- The problem
Gather every line of the material below that contains the word "paved", matching its case exactly.

-- -- --

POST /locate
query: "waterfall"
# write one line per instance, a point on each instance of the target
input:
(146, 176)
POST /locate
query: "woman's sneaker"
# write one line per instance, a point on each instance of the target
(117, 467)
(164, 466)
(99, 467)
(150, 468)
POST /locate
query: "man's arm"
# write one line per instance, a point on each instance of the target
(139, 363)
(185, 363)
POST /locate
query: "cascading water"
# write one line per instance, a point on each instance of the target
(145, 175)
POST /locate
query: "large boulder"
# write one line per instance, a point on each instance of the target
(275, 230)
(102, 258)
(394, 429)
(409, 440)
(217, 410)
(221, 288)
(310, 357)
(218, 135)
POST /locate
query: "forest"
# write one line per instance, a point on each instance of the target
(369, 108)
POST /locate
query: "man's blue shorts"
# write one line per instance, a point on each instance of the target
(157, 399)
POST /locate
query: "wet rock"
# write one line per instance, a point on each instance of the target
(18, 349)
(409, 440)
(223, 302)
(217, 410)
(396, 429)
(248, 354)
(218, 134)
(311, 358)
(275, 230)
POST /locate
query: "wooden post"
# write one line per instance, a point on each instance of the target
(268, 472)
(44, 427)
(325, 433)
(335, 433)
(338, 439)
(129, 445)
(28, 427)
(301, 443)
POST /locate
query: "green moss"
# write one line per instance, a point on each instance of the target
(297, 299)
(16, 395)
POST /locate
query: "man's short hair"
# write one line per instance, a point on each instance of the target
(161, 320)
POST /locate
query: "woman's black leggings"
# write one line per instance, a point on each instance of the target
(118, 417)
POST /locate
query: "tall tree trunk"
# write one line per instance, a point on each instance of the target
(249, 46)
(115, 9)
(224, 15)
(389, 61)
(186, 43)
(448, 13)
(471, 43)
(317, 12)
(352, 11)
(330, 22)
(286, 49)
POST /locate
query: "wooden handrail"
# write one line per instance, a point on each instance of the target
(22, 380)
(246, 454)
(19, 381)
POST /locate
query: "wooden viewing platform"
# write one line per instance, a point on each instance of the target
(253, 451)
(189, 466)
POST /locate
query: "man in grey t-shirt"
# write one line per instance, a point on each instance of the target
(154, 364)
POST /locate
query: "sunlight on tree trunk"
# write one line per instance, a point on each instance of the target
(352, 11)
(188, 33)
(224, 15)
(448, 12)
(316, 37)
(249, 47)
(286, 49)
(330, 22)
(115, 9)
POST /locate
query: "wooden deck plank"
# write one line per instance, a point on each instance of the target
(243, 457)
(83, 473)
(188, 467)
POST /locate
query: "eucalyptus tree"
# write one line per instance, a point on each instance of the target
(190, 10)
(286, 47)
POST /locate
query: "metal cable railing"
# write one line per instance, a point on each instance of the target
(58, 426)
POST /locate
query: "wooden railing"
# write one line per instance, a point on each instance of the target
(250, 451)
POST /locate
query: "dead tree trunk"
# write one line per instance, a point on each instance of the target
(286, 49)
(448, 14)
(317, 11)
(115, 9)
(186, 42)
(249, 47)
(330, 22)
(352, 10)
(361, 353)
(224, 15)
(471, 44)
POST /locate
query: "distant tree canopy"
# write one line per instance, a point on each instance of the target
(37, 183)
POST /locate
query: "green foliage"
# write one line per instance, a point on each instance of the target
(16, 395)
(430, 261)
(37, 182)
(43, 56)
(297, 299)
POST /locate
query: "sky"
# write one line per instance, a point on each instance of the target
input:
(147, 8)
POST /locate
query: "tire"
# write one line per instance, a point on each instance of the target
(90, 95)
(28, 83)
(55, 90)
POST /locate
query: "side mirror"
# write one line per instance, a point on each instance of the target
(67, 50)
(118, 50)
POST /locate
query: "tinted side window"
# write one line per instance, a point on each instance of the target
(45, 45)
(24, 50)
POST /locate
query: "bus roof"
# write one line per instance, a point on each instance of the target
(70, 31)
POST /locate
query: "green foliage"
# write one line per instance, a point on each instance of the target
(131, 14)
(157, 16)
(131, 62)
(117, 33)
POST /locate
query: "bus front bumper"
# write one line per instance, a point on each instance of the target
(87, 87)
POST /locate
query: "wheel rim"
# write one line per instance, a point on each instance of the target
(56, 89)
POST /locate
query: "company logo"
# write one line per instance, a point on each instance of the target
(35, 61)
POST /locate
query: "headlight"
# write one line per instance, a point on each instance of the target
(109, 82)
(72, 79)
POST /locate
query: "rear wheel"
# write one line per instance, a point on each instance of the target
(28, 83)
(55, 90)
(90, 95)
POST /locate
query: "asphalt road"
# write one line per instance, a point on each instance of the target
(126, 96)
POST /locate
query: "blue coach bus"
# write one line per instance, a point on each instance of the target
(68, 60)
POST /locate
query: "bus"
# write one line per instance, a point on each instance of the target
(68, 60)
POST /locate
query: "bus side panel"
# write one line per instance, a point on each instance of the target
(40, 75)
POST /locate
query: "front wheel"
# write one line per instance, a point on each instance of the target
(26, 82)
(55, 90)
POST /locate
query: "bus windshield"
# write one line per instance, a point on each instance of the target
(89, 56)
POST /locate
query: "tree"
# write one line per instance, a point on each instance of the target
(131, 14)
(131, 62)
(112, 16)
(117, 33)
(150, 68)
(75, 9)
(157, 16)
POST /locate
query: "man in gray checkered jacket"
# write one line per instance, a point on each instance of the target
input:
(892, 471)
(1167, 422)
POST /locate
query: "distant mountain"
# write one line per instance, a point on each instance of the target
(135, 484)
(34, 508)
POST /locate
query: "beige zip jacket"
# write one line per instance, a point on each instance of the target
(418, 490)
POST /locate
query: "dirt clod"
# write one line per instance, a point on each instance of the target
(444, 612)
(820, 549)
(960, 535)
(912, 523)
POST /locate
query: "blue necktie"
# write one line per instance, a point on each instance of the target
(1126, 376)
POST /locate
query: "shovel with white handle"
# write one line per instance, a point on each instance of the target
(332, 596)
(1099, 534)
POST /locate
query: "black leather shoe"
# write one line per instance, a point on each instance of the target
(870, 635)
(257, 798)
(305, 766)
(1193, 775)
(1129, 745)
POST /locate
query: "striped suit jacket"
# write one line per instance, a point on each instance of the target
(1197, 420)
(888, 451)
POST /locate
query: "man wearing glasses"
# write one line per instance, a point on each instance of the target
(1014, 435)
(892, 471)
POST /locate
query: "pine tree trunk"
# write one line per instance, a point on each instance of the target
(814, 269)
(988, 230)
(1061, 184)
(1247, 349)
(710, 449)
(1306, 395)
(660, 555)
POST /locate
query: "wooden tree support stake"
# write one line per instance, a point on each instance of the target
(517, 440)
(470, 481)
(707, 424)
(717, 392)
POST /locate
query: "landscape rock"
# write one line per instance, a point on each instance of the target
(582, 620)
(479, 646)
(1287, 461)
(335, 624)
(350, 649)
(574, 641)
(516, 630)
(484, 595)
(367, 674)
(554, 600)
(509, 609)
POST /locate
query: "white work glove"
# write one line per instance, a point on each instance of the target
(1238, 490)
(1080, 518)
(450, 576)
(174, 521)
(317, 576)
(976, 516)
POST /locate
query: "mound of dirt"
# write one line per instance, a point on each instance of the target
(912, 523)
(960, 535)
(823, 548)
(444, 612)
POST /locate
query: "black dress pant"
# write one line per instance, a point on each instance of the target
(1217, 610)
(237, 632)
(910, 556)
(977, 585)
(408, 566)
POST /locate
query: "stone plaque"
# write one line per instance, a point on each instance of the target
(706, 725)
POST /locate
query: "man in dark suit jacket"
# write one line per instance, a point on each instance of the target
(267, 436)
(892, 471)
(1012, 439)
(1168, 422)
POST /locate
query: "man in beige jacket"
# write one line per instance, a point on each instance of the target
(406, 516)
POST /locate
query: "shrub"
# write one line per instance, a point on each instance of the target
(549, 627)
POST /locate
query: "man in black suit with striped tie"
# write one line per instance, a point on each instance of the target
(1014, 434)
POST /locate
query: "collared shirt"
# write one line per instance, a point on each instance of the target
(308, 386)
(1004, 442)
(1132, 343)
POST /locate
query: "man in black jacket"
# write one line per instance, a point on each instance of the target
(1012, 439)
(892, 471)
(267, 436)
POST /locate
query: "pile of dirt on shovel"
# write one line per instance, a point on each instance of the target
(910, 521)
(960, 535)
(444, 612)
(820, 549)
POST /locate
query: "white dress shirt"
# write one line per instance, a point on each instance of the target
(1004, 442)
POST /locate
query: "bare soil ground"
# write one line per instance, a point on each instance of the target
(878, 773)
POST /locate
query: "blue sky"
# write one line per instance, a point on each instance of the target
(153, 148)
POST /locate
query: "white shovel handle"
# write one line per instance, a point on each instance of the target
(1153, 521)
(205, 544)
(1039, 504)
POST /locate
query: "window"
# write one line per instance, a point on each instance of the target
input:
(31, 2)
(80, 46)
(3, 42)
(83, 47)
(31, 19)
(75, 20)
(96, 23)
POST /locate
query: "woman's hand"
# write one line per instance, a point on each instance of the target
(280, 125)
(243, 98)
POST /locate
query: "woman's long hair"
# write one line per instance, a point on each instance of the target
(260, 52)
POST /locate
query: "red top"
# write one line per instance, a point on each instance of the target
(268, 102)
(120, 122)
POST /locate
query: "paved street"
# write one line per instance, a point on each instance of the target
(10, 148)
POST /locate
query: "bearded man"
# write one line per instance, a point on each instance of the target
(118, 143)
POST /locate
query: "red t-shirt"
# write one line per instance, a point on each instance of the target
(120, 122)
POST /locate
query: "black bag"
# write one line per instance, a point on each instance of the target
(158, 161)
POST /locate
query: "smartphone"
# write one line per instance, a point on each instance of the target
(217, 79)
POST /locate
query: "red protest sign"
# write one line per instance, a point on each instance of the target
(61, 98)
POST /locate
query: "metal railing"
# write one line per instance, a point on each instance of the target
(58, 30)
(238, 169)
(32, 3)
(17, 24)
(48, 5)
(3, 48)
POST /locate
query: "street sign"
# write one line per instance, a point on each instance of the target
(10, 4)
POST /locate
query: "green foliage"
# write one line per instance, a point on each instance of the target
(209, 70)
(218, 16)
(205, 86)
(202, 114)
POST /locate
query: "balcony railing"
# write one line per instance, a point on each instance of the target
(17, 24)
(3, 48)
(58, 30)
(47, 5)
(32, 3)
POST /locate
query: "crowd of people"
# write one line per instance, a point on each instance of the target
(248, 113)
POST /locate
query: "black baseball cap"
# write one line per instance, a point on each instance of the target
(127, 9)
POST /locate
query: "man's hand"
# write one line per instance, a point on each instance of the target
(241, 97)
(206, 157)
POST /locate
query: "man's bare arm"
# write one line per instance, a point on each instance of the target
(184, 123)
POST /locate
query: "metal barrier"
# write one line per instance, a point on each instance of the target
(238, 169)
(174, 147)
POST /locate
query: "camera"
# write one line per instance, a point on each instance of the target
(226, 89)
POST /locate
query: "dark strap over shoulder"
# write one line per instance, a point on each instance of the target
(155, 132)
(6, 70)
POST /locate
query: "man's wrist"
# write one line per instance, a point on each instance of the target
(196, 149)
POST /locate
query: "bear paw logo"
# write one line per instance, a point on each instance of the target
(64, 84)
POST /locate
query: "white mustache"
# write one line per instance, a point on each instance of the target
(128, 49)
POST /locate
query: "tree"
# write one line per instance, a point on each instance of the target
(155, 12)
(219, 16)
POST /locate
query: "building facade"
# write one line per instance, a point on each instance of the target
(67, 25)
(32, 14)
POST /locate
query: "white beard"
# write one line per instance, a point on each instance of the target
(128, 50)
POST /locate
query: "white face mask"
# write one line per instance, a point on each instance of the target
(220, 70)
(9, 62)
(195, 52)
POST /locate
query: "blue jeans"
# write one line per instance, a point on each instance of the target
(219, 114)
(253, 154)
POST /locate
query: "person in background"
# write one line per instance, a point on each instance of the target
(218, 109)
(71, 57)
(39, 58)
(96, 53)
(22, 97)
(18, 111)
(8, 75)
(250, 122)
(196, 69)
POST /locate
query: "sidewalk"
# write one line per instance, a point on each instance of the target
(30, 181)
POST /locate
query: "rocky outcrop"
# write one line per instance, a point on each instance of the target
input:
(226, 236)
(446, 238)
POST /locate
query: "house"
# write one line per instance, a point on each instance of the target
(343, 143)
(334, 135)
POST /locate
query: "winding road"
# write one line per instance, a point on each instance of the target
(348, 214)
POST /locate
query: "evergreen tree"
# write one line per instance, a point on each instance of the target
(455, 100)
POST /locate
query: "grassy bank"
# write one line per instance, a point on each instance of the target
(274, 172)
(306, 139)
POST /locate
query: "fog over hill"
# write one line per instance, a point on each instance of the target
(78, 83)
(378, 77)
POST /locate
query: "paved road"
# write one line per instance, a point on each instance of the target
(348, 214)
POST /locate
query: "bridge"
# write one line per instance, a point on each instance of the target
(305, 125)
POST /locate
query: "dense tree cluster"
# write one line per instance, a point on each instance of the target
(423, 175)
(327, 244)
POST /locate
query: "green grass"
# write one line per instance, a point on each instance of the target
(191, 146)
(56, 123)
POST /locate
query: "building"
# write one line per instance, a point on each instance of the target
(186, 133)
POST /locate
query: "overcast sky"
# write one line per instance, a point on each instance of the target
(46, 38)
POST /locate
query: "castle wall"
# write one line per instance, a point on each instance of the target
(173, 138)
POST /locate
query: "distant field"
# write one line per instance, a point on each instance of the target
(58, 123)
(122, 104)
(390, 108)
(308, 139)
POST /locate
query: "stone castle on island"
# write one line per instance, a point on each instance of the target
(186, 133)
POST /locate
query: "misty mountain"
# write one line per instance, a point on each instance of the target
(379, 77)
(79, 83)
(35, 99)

-- -- --

- Solved problem
query: "paved street"
query: "paved road"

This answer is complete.